■ Exercise:
Please update the records below by changing every "shelf-audit tool" to "inventory review tool", keeping everything else unchanged.

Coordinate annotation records
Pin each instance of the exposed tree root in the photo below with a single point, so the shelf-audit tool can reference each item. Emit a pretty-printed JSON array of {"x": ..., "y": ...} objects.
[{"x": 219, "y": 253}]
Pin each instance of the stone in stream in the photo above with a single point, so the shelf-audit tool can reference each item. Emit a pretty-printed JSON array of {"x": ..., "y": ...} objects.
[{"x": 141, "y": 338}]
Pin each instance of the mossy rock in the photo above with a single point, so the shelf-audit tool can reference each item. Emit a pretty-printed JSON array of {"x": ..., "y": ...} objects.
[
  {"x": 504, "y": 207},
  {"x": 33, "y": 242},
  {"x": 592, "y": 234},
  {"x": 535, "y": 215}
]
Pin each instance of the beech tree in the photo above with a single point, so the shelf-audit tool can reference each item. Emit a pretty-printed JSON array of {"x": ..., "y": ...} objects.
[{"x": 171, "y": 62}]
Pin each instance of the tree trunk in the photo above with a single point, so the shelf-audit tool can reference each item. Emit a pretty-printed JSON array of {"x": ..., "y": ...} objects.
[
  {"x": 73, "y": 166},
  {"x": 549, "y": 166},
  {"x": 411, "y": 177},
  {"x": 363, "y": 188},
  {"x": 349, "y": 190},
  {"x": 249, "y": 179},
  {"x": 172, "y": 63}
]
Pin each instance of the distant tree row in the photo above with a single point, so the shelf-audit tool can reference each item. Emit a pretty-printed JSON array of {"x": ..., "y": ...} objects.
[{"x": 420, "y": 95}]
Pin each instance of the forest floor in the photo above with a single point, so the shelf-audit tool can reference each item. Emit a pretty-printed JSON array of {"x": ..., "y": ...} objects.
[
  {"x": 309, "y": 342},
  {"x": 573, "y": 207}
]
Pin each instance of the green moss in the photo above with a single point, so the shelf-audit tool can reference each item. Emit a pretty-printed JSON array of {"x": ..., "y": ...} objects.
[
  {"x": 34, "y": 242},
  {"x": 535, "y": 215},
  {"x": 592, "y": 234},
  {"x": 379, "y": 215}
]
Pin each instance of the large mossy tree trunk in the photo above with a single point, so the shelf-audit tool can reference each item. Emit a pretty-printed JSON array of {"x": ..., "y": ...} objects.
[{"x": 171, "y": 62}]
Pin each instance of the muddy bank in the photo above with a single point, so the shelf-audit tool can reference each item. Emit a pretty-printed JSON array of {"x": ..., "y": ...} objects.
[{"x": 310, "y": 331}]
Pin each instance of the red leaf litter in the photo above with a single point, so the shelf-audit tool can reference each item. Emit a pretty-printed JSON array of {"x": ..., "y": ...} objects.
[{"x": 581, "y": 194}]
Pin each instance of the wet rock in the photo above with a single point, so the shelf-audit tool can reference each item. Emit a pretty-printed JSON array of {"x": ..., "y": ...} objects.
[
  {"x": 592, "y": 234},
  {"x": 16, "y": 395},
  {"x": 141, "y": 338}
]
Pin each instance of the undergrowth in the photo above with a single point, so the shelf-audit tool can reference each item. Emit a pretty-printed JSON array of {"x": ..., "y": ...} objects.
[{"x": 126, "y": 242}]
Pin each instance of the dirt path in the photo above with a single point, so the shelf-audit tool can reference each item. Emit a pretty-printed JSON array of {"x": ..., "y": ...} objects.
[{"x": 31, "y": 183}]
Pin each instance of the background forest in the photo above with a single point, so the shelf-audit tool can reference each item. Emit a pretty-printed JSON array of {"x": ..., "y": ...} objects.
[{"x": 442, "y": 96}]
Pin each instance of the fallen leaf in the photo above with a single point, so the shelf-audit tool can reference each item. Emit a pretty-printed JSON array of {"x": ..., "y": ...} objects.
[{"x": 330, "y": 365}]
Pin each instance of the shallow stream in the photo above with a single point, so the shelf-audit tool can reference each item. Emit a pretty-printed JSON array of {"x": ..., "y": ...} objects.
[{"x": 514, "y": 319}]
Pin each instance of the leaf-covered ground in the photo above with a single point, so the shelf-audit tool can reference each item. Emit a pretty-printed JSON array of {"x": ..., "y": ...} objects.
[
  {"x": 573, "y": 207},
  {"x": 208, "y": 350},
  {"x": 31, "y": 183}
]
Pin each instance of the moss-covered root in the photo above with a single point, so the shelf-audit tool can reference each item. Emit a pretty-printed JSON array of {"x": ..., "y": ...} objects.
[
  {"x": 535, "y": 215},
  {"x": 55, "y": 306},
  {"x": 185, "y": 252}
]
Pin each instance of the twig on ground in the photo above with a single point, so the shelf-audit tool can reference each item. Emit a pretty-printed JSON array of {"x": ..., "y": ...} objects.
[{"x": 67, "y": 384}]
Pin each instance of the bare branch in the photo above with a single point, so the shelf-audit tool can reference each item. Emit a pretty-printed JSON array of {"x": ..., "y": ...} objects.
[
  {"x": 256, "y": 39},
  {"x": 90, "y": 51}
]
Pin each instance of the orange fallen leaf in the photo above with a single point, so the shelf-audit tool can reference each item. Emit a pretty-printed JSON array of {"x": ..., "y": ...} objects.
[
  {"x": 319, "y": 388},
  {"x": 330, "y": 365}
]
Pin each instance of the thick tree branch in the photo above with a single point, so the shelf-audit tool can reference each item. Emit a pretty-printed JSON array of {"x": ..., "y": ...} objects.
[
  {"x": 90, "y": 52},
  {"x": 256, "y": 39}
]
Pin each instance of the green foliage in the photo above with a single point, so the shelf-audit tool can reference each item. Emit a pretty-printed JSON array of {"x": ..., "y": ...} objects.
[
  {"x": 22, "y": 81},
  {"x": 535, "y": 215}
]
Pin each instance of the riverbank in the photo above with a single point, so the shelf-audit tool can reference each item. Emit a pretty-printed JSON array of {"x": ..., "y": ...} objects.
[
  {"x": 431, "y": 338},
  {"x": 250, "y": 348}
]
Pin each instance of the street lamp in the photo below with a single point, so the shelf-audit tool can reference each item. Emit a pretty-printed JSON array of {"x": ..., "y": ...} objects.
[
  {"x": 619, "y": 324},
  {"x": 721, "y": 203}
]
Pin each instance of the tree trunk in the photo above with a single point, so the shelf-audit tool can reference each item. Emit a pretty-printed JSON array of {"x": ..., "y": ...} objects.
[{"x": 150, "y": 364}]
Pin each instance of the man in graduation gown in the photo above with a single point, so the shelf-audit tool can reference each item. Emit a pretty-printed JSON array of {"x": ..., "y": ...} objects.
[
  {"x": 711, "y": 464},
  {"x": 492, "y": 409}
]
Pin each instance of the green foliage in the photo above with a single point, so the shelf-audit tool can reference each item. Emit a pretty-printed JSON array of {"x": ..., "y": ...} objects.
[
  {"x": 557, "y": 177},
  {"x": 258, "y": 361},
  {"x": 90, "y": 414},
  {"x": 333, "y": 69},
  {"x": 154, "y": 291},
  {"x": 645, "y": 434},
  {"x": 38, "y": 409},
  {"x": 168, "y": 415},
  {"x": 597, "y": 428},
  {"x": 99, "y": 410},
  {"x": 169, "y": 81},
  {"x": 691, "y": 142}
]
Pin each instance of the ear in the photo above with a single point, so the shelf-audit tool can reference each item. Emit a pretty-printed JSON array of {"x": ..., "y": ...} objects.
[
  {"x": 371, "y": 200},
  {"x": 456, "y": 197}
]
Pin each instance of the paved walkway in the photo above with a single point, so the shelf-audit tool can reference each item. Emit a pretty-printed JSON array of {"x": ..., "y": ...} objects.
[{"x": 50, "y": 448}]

■ Right answer:
Pin each instance of the exposed tree root in the photo below with a single point, so the inventory review tool can reference each item. Emit a pretty-printed JSON array of {"x": ..., "y": ...} objects.
[{"x": 219, "y": 253}]
Pin each instance of the stone in stream in the photo above with a single point, so the inventory review tool can reference each item. Emit a pretty-printed JSON array of {"x": ..., "y": ...} objects.
[{"x": 141, "y": 338}]
Pin each instance of the mossy rock in the photo above with a single point, so the inventory review tool can reference each item. Emit a pretty-printed JSON array of {"x": ..., "y": ...} objects.
[
  {"x": 504, "y": 207},
  {"x": 33, "y": 242},
  {"x": 592, "y": 234},
  {"x": 535, "y": 215}
]
Pin each instance of the beech tree in the photo above with a single point, so the inventory review tool can reference each item. Emit a pretty-printed JSON array of {"x": ..., "y": ...} objects.
[{"x": 171, "y": 62}]
Pin each instance of the tree trunk in the photo above with a single point, so the inventory review tool can reference each item. Emit a pretty-printed JSON array of {"x": ..., "y": ...} objects.
[
  {"x": 73, "y": 166},
  {"x": 549, "y": 166},
  {"x": 411, "y": 177},
  {"x": 363, "y": 188},
  {"x": 349, "y": 190},
  {"x": 249, "y": 179},
  {"x": 172, "y": 63}
]
Pin each instance of the distant tree row in the photo above with a single point, so the inventory review tool can reference each item. Emit a pretty-printed JSON array of {"x": ..., "y": ...} objects.
[{"x": 420, "y": 95}]
Pin each instance of the forest floor in the photo above with a single point, so the inventory review tool can reference each item. Emit a pretty-printed JSON array of {"x": ..., "y": ...} objects.
[
  {"x": 309, "y": 342},
  {"x": 573, "y": 207}
]
Pin each instance of the green moss in the photo above with a single point, so the inventory review tool can reference each item. Emit a pretty-printed JSON array of {"x": ..., "y": ...} objects.
[
  {"x": 34, "y": 242},
  {"x": 535, "y": 215},
  {"x": 592, "y": 234},
  {"x": 379, "y": 215}
]
Pin each instance of the large mossy tree trunk in the photo above with a single point, so the inventory review tool can reference each item. Emit a pretty-printed JSON array of {"x": ..., "y": ...} objects.
[{"x": 171, "y": 62}]
Pin each instance of the muddy bank in the photo above with a single point, so the inventory review tool can reference each item. Emit a pretty-printed JSON array of {"x": ..., "y": ...} objects.
[{"x": 310, "y": 331}]
Pin each instance of the red leaf litter in the photo above with a single point, so the inventory review tool can reference each item. Emit a pretty-printed JSON array of {"x": ..., "y": ...} objects.
[{"x": 581, "y": 194}]
Pin each instance of the wet rock in the photo above with a single point, so the inventory review tool can reference each item. Emit a pretty-printed JSON array of {"x": ..., "y": ...} objects.
[
  {"x": 592, "y": 234},
  {"x": 16, "y": 395},
  {"x": 141, "y": 338}
]
Pin each instance of the undergrowth in the photo above with a single point, so the inventory review tool can reference each item. Emit a pretty-printed JSON array of {"x": ..., "y": ...} objects.
[{"x": 126, "y": 242}]
Pin each instance of the dirt path in the photo above with a single point, so the inventory review tool can reference each item. Emit a pretty-printed JSON array of {"x": ..., "y": ...} objects.
[{"x": 31, "y": 183}]
Pin each instance of the background forest in the photo above with a single point, so the inventory review tool can reference each item. Emit a pretty-printed JSON array of {"x": ..., "y": ...} objects.
[{"x": 442, "y": 96}]
Pin each instance of the fallen leaf in the photo above with a single point, so the inventory review tool can reference each item. Emit a pretty-printed JSON array of {"x": ..., "y": ...} objects.
[{"x": 330, "y": 365}]
Pin each instance of the shallow stream in the photo above with a single point, so the inventory review tool can reference each item. Emit a pretty-printed JSON array of {"x": ..., "y": ...} objects.
[{"x": 514, "y": 319}]
Pin each instance of the leaf-covered ground in the photo above with a single point, so the inventory review tool can reference each item. Emit a pretty-printed JSON array of {"x": ..., "y": ...} objects.
[
  {"x": 573, "y": 207},
  {"x": 208, "y": 350},
  {"x": 31, "y": 183}
]
Pin each instance of the moss-covered root in the photo above with a single point, so the inventory review tool can reference each item. Emit a pretty-printed JSON array of {"x": ..., "y": ...} objects.
[
  {"x": 535, "y": 215},
  {"x": 55, "y": 306},
  {"x": 185, "y": 252}
]
Pin each instance of the twig on ground in the photo above with a single point, so the inventory review tool can reference each item. Emit a pretty-printed JSON array of {"x": ..., "y": ...} objects.
[{"x": 67, "y": 384}]
Pin each instance of the bare branch in the photo above with a single point, so the inventory review tool can reference each item. Emit a pretty-printed JSON array of {"x": ..., "y": ...} objects.
[
  {"x": 256, "y": 39},
  {"x": 90, "y": 51}
]
Pin each instance of the orange fallen leaf in the photo above with a single point, so the inventory review tool can reference each item. Emit a pretty-printed JSON array of {"x": ..., "y": ...} objects.
[
  {"x": 319, "y": 388},
  {"x": 330, "y": 365}
]
Pin each instance of the thick tree branch in the photo above with a single point, so the inventory review tool can reference each item. Emit a pretty-printed JSON array of {"x": ..., "y": ...} objects.
[
  {"x": 90, "y": 52},
  {"x": 256, "y": 39}
]
Pin each instance of the green foliage in the photo above with a single point, so the inventory review tool can reference each item. Emit a pretty-printed JSON array of {"x": ..., "y": ...} objects.
[
  {"x": 22, "y": 81},
  {"x": 535, "y": 215}
]
Pin each instance of the riverbank in the photo above with a single point, so the inventory review tool can reference each item. Emit a pretty-printed JSON array of {"x": ..., "y": ...} objects.
[
  {"x": 431, "y": 338},
  {"x": 250, "y": 348}
]
Pin each instance of the street lamp in the photo below with a single point, so the inventory review tool can reference each item. Emit a pretty-printed JSON array of {"x": ..., "y": ...} objects.
[
  {"x": 619, "y": 324},
  {"x": 721, "y": 203}
]
Pin each instance of the tree trunk in the photo above with a single point, so the inventory review tool can reference each item. Emit a pretty-printed JSON array of {"x": ..., "y": ...} objects.
[{"x": 150, "y": 364}]
Pin each instance of the man in graduation gown in the photo above with a single point, so the inventory review tool can reference each item. Emit a pretty-printed JSON array of {"x": ..., "y": ...} objects.
[
  {"x": 711, "y": 464},
  {"x": 492, "y": 409}
]
Pin each instance of the green foliage in the photo above with a single point, so the inventory review tool can reference each item. Emit a pretty-printed JSON array of {"x": ..., "y": ...} objects.
[
  {"x": 557, "y": 177},
  {"x": 258, "y": 361},
  {"x": 90, "y": 414},
  {"x": 333, "y": 69},
  {"x": 154, "y": 291},
  {"x": 645, "y": 434},
  {"x": 38, "y": 409},
  {"x": 168, "y": 415},
  {"x": 597, "y": 428},
  {"x": 99, "y": 410},
  {"x": 169, "y": 81},
  {"x": 691, "y": 142}
]
Pin each instance of the ear in the photo above with a single point, so the inventory review tool can reference each item. Emit a pretty-printed JSON array of {"x": ..., "y": ...} objects.
[
  {"x": 371, "y": 200},
  {"x": 456, "y": 197}
]
Pin each instance of the paved walkway in the photo above with a single point, so the inventory review tool can reference each item. Emit a pretty-printed JSON array of {"x": ..., "y": ...} objects.
[{"x": 50, "y": 448}]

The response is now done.